Only the lines from the one containing "farmhouse in this photo, one per instance." through the final line of the entries below are wanted, each copied exactly.

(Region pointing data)

###

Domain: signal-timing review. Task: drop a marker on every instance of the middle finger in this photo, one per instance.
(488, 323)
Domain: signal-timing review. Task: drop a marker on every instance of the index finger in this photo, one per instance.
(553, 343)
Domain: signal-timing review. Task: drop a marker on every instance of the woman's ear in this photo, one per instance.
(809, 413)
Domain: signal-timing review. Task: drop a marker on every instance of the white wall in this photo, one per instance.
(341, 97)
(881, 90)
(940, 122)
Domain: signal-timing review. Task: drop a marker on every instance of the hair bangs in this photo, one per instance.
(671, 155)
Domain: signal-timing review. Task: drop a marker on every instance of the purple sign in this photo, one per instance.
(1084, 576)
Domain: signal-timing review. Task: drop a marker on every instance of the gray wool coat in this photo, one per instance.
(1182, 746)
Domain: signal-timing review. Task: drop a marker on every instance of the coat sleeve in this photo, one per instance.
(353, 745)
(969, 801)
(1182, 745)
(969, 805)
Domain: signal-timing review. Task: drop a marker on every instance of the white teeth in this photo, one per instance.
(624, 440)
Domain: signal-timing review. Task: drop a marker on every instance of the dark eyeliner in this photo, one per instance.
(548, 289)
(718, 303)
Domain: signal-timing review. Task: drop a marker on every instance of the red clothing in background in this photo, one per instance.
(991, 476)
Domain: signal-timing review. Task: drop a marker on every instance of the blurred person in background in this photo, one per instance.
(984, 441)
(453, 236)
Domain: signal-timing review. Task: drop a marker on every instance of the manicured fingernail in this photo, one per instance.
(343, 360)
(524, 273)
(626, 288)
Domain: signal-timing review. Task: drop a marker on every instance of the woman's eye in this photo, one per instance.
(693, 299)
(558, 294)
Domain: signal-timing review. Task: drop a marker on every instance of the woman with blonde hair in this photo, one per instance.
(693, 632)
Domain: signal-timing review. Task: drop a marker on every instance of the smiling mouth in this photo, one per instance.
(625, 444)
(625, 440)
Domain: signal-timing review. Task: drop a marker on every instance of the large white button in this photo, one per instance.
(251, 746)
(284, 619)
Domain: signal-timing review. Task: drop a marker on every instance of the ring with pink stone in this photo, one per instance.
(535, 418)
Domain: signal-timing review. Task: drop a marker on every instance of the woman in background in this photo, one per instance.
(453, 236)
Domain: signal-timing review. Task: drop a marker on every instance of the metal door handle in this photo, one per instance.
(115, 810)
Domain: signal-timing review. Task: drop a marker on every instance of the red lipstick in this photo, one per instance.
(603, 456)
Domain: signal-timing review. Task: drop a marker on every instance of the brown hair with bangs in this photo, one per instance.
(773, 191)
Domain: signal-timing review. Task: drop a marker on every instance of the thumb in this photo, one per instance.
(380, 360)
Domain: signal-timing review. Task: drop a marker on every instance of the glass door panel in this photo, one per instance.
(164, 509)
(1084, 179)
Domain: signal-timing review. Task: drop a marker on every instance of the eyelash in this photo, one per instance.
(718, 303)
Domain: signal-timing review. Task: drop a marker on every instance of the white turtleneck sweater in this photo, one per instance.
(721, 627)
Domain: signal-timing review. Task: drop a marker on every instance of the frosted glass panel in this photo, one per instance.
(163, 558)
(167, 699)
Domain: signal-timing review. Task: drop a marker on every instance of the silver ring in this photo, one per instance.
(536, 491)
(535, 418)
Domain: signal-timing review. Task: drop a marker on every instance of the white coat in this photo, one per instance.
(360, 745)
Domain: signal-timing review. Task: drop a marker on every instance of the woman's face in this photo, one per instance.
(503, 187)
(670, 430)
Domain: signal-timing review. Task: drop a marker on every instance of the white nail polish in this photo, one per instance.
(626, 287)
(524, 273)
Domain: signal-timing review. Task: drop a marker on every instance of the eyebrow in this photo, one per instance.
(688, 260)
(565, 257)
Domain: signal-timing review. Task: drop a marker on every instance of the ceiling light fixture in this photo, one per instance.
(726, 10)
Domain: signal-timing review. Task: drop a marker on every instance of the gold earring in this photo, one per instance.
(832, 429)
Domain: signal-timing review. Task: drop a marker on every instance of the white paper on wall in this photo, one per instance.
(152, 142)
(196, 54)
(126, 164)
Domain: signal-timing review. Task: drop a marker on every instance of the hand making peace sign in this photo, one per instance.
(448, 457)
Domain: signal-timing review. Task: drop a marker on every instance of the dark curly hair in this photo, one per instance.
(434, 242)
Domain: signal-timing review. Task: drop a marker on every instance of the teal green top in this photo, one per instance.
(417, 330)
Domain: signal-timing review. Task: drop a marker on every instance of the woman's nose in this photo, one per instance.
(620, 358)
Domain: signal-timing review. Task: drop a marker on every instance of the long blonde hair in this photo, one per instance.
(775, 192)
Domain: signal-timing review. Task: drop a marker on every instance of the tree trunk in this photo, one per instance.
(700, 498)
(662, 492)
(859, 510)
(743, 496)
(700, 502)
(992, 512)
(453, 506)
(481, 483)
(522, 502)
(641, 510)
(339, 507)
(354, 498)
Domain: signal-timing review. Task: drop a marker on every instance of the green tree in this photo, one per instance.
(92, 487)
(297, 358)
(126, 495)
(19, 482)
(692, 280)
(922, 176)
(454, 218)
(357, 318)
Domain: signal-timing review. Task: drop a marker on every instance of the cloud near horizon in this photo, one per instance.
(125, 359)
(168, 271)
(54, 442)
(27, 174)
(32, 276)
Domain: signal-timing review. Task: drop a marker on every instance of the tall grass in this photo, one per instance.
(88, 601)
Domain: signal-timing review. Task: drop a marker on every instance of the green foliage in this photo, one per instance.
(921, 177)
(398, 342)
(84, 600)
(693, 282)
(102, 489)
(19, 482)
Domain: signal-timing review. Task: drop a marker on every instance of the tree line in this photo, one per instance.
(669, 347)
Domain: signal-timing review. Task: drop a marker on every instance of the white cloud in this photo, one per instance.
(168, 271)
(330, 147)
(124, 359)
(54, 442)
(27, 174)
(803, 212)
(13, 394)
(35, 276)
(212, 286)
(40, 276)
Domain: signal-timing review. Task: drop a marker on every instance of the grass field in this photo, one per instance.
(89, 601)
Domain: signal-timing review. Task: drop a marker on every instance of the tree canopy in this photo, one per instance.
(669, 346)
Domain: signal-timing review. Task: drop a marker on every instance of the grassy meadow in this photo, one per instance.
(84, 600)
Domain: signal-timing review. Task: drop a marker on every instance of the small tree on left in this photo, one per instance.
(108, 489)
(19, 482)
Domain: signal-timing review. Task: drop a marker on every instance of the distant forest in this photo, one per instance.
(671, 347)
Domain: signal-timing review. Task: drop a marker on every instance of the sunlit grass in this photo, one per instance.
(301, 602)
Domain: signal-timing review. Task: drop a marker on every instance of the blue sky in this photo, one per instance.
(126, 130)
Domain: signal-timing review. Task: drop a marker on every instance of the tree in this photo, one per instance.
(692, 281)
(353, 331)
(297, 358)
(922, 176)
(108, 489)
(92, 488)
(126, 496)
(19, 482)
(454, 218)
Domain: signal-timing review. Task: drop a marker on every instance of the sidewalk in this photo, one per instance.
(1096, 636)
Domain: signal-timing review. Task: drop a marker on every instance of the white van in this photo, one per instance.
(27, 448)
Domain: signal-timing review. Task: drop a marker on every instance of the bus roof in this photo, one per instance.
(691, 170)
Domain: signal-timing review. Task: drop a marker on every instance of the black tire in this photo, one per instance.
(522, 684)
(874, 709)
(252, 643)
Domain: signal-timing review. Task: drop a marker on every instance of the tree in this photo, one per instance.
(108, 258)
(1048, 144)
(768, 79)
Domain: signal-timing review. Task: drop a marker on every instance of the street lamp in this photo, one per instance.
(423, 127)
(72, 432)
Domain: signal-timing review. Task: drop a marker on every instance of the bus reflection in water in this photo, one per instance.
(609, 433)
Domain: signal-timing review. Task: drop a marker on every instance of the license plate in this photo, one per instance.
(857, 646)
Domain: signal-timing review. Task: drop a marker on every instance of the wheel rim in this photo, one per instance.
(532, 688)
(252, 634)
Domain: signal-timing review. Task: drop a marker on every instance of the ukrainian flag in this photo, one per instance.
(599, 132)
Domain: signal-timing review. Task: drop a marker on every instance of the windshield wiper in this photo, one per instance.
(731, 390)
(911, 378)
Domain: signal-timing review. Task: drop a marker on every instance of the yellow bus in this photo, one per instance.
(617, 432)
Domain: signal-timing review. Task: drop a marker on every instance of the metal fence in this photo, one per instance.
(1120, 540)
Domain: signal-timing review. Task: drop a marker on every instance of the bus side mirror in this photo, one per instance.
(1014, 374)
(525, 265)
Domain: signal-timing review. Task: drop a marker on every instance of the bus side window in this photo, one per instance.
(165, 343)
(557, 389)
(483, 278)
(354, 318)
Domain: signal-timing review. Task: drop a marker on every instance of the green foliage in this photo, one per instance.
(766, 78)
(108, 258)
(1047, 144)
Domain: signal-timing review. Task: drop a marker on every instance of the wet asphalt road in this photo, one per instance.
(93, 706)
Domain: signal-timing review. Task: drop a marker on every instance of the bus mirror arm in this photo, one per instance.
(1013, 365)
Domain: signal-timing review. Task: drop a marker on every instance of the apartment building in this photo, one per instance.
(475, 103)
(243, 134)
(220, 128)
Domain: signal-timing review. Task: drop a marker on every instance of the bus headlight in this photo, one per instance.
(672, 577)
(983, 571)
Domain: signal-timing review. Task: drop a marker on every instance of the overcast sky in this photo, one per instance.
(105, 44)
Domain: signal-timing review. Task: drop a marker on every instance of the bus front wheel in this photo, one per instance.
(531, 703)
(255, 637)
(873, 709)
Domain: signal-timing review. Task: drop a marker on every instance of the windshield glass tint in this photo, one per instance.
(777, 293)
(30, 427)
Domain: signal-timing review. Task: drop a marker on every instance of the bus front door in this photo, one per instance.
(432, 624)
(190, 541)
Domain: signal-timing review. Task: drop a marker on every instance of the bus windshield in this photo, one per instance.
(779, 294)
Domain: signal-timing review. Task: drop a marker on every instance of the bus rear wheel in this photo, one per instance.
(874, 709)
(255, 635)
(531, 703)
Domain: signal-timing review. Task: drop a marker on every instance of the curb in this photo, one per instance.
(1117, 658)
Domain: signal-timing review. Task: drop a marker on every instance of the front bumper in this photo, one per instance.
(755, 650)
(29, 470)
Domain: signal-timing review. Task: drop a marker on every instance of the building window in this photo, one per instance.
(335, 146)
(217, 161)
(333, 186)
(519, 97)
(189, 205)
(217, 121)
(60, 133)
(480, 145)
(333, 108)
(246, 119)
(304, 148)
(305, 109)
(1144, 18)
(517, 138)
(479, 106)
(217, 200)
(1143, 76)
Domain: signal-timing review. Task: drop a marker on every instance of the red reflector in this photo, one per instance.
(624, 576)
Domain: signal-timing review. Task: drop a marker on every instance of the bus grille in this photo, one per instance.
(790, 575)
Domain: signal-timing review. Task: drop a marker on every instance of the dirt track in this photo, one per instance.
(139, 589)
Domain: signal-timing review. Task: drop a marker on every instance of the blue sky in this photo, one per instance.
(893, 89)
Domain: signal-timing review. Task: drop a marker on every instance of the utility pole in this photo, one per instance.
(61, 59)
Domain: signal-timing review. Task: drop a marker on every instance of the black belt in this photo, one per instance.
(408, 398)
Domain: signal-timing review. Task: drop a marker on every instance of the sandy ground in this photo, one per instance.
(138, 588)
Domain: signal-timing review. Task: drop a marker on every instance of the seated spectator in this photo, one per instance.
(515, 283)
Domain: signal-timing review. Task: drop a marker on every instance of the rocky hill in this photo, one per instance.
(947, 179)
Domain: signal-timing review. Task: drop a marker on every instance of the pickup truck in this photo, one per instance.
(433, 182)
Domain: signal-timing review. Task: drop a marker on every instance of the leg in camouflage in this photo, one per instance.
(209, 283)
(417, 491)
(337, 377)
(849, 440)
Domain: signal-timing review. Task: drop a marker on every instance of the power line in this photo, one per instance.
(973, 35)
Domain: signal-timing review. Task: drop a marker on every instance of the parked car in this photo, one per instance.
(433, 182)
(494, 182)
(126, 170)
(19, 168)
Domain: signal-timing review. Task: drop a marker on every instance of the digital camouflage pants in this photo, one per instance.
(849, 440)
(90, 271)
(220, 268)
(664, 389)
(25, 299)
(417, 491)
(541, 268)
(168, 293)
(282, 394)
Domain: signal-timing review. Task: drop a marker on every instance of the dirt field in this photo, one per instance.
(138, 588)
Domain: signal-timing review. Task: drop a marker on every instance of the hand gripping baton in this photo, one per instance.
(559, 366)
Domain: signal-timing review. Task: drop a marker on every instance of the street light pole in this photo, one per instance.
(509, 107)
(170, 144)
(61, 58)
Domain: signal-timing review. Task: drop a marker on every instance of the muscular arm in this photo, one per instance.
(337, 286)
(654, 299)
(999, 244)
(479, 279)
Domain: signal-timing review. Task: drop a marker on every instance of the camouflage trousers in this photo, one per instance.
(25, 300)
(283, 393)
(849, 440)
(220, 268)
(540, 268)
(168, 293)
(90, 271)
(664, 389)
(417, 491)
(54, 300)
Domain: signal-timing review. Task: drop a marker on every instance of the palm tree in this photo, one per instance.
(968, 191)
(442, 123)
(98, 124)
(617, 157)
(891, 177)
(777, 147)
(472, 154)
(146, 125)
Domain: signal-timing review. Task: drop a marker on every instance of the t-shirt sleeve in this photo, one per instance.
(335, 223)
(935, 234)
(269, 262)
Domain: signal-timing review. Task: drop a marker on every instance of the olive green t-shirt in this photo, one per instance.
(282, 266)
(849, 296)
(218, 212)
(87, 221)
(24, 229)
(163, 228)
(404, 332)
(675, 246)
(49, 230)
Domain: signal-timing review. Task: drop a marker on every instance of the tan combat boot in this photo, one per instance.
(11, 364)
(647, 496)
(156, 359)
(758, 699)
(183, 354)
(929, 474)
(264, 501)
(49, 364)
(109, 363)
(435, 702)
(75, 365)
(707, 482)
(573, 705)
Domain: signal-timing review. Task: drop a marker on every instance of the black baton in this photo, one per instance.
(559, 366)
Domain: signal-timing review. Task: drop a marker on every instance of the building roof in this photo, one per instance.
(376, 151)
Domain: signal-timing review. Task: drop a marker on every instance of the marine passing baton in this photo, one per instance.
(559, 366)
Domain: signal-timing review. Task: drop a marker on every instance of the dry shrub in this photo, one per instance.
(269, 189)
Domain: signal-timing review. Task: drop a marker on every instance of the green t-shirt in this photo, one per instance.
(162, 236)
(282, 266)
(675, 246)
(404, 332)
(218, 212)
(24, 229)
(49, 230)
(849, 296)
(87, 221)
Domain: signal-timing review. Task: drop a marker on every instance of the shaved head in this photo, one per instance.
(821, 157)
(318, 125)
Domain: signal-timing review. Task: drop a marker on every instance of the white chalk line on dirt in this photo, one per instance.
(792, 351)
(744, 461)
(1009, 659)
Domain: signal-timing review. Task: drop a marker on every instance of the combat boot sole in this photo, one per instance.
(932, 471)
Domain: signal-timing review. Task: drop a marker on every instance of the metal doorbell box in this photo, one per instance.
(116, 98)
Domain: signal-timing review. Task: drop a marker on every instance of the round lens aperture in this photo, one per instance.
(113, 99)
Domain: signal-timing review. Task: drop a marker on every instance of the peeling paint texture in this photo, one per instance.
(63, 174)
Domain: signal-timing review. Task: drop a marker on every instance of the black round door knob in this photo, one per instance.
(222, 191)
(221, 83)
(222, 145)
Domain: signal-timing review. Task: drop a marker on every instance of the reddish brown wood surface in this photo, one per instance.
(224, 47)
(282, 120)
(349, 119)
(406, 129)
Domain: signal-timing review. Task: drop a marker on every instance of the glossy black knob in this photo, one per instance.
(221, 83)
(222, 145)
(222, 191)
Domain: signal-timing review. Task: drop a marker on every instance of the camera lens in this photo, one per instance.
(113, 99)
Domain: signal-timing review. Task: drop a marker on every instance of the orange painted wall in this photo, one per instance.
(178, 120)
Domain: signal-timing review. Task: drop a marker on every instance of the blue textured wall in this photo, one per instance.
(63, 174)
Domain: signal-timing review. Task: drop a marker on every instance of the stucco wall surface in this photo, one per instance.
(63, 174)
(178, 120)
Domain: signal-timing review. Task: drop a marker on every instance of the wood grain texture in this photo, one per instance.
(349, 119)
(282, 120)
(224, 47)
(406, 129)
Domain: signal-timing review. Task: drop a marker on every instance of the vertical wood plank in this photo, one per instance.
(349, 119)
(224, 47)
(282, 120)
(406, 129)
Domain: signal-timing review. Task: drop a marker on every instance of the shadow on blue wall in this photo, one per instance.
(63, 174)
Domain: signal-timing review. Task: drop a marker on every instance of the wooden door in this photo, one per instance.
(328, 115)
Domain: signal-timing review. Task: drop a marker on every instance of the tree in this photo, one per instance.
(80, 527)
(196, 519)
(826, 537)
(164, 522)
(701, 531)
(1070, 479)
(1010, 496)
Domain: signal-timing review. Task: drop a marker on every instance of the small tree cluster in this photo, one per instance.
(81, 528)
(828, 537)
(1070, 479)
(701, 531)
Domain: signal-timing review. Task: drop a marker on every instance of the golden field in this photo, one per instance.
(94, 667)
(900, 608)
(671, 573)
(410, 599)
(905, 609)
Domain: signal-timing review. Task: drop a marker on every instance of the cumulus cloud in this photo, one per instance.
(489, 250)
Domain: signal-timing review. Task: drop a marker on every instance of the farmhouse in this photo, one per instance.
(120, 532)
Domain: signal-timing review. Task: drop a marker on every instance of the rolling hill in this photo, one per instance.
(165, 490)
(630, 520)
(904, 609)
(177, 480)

###

| YOUR SOLUTION |
Domain: signal-timing review. Task: drop a marker on every instance of the farmhouse in this photo, one per instance.
(120, 532)
Domain: signal-timing review. Task: drop a marker on every instance of the rolling hill in this photo, one per instance.
(165, 490)
(630, 520)
(904, 609)
(177, 480)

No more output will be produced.